__EXERCISE REQUIREMENTS__. Every line holding the string "case" is to be copied from the entries below.

__DATASET RECORDS__.
============================================================
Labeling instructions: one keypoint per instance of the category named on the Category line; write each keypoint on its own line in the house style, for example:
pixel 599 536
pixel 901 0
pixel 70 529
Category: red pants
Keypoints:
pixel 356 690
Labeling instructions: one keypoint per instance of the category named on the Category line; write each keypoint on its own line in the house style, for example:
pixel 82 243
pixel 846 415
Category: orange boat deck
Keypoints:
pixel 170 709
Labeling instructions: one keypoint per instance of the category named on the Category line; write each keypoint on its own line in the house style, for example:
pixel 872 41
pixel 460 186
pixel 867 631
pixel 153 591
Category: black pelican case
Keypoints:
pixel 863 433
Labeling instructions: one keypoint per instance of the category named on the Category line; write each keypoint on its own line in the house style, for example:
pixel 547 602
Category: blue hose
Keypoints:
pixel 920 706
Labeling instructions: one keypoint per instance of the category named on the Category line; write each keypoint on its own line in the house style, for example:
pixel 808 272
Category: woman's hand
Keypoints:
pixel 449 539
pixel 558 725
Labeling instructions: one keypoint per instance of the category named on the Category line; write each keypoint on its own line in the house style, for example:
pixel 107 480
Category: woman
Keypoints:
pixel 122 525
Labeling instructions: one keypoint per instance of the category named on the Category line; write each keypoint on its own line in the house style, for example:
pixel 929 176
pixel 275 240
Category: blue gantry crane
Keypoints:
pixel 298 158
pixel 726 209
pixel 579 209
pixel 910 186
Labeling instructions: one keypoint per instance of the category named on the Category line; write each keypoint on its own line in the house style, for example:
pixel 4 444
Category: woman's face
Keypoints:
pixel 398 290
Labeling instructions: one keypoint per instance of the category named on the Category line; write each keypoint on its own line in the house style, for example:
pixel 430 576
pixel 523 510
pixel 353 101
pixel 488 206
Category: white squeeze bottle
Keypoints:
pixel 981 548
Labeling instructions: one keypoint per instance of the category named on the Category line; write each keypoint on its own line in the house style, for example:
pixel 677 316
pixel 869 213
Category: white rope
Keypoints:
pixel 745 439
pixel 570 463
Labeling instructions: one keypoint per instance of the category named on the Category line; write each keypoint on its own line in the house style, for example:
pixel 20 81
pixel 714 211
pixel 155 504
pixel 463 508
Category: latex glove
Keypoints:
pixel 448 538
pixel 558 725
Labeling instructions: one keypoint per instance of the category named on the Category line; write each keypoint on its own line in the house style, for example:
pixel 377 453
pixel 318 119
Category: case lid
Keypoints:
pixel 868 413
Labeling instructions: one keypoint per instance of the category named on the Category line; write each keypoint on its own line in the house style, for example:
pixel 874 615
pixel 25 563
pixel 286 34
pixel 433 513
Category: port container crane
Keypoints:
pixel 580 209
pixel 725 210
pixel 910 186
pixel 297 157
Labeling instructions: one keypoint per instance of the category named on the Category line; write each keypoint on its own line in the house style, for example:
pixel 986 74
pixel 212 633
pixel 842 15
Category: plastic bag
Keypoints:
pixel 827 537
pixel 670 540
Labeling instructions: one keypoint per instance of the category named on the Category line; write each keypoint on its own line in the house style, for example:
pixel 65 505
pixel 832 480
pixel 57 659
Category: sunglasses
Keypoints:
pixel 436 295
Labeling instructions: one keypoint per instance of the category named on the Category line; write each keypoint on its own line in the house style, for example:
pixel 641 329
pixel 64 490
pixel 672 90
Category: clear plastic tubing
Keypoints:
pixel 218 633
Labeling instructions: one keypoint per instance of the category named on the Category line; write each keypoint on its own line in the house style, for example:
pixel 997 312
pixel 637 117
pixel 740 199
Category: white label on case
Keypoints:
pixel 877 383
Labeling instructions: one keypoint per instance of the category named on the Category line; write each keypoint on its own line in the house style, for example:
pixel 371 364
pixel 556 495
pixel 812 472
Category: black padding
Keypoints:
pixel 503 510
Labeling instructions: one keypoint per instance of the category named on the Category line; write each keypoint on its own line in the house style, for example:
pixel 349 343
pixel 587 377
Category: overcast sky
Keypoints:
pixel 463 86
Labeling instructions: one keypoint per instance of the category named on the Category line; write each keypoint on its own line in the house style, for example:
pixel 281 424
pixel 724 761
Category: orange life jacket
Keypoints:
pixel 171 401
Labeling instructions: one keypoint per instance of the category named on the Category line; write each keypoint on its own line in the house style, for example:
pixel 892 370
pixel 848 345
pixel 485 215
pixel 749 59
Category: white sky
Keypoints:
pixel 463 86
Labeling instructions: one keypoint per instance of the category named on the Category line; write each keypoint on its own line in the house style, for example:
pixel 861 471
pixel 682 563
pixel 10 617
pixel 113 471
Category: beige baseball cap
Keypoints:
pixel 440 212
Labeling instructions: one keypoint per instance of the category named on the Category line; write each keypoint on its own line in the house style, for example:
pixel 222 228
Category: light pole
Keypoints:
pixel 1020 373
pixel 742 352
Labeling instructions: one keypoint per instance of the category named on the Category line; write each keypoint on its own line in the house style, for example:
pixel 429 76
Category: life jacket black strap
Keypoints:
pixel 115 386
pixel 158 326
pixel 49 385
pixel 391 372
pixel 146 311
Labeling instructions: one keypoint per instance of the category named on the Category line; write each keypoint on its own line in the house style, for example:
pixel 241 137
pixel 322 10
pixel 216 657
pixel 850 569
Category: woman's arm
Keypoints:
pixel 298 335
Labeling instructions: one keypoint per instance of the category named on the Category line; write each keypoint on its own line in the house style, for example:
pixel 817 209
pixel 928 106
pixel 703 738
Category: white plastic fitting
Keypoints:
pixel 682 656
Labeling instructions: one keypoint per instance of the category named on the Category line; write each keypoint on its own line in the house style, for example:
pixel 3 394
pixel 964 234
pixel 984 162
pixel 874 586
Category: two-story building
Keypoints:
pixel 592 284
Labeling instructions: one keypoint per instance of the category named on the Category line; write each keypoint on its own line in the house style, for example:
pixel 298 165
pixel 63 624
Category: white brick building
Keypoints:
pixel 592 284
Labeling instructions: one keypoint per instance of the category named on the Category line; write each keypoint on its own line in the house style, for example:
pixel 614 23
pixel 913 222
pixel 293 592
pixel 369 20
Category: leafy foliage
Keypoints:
============================================================
__ANSWER BELOW__.
Category: black pelican case
Category: case lid
Category: white label on case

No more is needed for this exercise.